_Tasks to complete_.
(1) Answer these questions using the DINOV3 arguments text.
(a) What value does layer_scale_init_value default to?
(b) What does num_heads set?
(c) Which activation does hidden_activation use by default?
(2) Please extend the DINOV3 core network documentation past its final line.

Text provided: Begin

DINOV3 core network with hyperparameters.

Arguments

  • patch_size: int. The size of each square patch in the input image.
  • num_layers: int. The number of transformer layers.
  • hidden_dim: int. The size of the transformer hidden state at the end of each transformer layer.
  • num_heads: int. The number of attention heads for each transformer.
  • intermediate_dim: int. The output dimension of the first Dense layer in a two-layer feedforward network for each transformer.
  • layer_scale_init_value: float. The initial value for the layer scale in the transformer layers. Defaults to 1.0.
  • num_register_tokens: int. The number of register tokens to use in the embedding layer. Defaults to 0.
  • use_mask_token: bool. Whether to use a mask token in the embedding layer. Defaults to True.
  • hidden_activation: str or callable. Activation to use in the MLP. Defaults to "gelu".

Text provided: End
Record extracts: Begin

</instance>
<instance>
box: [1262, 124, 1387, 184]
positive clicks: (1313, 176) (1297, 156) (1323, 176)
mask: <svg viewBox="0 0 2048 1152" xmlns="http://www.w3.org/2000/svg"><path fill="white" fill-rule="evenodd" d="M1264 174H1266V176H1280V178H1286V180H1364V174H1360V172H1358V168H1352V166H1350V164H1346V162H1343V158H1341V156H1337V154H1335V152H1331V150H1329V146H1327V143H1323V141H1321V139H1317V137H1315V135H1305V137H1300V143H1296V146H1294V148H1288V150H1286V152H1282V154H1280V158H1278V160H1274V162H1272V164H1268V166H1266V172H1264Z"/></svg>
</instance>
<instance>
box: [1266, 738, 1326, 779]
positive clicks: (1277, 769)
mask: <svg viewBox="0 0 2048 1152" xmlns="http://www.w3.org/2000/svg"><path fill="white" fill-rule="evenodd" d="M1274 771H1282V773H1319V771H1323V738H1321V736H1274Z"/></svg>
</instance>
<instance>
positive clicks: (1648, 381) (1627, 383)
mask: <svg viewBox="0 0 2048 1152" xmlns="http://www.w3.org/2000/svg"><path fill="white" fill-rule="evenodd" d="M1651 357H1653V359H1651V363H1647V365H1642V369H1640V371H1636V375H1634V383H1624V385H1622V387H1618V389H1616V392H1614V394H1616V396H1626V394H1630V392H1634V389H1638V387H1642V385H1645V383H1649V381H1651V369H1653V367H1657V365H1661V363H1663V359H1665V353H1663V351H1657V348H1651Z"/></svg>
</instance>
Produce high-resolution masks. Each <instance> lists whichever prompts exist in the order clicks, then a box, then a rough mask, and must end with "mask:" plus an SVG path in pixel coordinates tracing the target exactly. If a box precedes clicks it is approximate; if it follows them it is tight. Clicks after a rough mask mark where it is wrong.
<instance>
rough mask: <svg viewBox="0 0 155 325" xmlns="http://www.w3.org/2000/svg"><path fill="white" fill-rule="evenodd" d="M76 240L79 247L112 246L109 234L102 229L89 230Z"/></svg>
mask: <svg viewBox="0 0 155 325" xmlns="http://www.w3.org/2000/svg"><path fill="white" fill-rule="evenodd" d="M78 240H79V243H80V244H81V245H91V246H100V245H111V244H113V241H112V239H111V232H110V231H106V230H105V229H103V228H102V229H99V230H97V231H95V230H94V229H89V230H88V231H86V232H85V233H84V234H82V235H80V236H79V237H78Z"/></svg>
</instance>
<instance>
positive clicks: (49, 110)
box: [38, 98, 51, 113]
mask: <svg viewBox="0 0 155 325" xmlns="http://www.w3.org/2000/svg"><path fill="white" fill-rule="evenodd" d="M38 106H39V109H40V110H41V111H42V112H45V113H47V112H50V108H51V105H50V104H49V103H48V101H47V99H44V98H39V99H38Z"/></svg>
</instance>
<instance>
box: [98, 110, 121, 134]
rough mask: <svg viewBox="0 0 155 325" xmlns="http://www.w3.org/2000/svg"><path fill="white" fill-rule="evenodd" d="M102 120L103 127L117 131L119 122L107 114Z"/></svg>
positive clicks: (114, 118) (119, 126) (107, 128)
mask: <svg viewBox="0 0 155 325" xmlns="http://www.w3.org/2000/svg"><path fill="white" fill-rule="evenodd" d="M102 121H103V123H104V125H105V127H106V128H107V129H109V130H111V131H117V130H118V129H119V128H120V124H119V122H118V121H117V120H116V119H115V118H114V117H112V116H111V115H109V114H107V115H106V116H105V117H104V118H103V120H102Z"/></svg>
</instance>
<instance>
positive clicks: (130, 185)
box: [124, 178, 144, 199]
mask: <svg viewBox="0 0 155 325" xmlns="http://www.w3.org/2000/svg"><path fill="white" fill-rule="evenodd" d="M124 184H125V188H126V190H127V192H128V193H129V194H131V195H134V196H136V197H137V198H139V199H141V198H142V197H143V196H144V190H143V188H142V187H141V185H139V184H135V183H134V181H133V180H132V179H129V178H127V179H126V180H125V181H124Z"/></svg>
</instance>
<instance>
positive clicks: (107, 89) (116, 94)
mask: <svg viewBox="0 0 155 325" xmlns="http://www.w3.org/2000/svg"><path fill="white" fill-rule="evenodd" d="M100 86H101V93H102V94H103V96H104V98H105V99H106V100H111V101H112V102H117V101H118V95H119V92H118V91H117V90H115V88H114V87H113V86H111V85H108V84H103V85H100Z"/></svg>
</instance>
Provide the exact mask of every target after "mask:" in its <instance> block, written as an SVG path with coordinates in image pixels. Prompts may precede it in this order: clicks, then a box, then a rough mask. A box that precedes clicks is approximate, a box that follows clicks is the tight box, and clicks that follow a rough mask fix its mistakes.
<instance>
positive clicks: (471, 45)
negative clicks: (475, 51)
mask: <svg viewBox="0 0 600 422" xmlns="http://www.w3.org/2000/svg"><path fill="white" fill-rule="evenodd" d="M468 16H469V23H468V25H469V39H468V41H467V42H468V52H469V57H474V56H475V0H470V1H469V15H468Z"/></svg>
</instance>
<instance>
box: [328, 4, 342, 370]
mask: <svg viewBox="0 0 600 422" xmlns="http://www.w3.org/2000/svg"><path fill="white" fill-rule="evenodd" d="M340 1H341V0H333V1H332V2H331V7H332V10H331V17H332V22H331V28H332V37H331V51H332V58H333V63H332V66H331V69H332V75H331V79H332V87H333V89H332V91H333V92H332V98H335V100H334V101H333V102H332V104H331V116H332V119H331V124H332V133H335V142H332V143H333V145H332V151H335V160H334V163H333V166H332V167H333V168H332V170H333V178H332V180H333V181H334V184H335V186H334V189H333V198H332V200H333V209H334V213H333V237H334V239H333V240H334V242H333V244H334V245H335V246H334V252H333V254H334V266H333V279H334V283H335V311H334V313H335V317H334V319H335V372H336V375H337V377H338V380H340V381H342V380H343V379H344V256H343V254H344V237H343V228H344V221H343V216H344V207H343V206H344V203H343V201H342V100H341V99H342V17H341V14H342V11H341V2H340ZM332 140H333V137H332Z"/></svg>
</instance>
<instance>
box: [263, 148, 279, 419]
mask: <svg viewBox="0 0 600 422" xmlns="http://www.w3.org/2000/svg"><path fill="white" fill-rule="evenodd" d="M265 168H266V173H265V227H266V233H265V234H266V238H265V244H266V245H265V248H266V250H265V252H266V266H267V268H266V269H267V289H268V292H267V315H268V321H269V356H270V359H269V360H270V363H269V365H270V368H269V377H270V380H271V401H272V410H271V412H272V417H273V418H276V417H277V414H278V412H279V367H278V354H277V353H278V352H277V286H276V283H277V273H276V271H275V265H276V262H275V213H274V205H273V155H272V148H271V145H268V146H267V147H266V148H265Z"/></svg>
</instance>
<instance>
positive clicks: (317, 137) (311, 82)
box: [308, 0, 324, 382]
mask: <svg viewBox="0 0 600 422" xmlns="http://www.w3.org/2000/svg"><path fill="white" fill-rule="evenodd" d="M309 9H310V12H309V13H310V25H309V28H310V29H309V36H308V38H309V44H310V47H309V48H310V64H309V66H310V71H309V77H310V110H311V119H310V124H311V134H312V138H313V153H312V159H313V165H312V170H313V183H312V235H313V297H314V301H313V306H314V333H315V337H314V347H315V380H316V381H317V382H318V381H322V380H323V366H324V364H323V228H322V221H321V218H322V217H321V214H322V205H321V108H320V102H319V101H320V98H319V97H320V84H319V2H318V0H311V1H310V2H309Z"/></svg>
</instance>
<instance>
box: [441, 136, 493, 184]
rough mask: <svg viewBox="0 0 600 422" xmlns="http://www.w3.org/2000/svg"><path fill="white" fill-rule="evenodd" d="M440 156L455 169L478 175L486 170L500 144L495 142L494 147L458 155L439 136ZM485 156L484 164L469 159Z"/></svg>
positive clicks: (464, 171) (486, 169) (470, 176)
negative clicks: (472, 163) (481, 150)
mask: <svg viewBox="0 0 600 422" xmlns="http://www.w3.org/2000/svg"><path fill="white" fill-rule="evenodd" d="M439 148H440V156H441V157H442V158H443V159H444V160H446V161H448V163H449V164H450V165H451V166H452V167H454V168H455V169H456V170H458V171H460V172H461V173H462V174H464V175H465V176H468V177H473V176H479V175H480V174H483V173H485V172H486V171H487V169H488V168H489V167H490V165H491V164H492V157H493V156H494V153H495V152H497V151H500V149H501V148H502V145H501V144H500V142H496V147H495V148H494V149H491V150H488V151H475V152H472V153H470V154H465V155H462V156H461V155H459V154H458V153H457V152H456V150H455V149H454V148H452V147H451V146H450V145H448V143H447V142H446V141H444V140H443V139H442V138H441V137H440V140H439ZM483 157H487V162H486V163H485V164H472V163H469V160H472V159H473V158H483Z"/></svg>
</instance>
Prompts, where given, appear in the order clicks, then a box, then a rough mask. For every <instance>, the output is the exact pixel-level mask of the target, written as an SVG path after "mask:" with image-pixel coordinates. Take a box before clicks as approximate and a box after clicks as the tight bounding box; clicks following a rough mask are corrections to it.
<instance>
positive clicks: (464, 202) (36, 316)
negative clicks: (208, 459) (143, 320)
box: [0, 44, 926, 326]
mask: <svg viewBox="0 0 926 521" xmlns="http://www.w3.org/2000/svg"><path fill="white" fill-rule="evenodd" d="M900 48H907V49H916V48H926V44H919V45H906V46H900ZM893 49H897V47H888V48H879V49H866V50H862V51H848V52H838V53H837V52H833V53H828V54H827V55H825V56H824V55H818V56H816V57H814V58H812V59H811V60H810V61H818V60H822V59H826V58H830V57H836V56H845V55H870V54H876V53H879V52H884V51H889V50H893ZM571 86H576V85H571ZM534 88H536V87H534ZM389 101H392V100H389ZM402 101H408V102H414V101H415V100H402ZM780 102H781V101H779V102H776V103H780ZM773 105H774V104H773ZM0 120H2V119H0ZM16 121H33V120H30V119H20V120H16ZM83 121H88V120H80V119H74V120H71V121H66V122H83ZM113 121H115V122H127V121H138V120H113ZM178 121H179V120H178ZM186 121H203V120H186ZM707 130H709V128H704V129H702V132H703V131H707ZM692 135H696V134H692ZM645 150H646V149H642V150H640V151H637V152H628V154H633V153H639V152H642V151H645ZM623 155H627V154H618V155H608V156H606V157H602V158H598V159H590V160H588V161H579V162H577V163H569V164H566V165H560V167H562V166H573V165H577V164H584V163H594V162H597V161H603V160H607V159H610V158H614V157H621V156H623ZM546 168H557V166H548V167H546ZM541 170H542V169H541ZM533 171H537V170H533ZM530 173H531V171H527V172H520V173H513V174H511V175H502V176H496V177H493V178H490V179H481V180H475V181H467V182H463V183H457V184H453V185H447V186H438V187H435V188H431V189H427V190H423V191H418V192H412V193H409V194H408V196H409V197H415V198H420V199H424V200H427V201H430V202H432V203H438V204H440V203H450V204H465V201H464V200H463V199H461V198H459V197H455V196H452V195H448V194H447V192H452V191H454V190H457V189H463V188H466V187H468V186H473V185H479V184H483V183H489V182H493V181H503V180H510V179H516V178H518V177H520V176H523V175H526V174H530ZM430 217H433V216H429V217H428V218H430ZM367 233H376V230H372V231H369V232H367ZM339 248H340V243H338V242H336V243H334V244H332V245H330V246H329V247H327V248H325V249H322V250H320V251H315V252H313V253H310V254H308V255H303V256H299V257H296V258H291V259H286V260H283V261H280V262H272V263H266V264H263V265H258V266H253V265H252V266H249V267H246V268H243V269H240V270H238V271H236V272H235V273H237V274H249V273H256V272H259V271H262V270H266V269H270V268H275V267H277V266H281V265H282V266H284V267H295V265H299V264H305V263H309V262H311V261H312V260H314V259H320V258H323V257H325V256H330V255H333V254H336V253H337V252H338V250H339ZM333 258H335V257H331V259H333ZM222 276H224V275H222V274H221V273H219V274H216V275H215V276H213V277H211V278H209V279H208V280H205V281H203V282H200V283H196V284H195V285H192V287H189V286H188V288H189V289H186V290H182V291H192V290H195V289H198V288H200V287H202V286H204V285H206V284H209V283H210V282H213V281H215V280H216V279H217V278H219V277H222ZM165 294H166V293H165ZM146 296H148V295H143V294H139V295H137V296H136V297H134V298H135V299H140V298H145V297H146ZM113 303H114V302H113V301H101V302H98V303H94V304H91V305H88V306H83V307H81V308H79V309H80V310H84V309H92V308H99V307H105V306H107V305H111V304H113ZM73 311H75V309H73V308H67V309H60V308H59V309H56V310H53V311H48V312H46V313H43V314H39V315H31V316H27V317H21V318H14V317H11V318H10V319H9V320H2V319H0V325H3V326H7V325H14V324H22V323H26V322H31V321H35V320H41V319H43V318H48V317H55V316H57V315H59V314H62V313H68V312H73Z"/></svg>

Record extracts: End

_Task results_.
(1)
(a) 1.0
(b) The number of attention heads for each transformer.
(c) "gelu"

(2)
  • use_gated_mlp: bool. Whether to use Gated MLP layers. Defaults to False.
  • use_query_bias: bool. Whether to use a bias for the query projection. Defaults to True.
  • use_key_bias: bool. Whether to use a bias for the key projection. Defaults to True.
  • use_value_bias: bool. Whether to use a bias for the value projection. Defaults to True.
  • use_proj_bias: bool. Whether to use a bias for the output projection. Defaults to True.
  • use_mlp_bias: bool. Whether to use a bias for the dense layers in MLP. Defaults to True.
  • attention_dropout: float. The dropout rate for the attention probabilities. Defaults to 0.0.
  • drop_path_rate: float. The drop path rate to use. Defaults to 0.0.
  • image_shape: tuple. The input shape without the batch size. Defaults to (518, 518, 3).
  • rope_theta: float. The base period of the rotary position embeddings. Defaults to 100.0.
  • apply_layernorm: bool. Whether to apply layer normalization to the outputs of each stage in the feature pyramid. Defaults to False.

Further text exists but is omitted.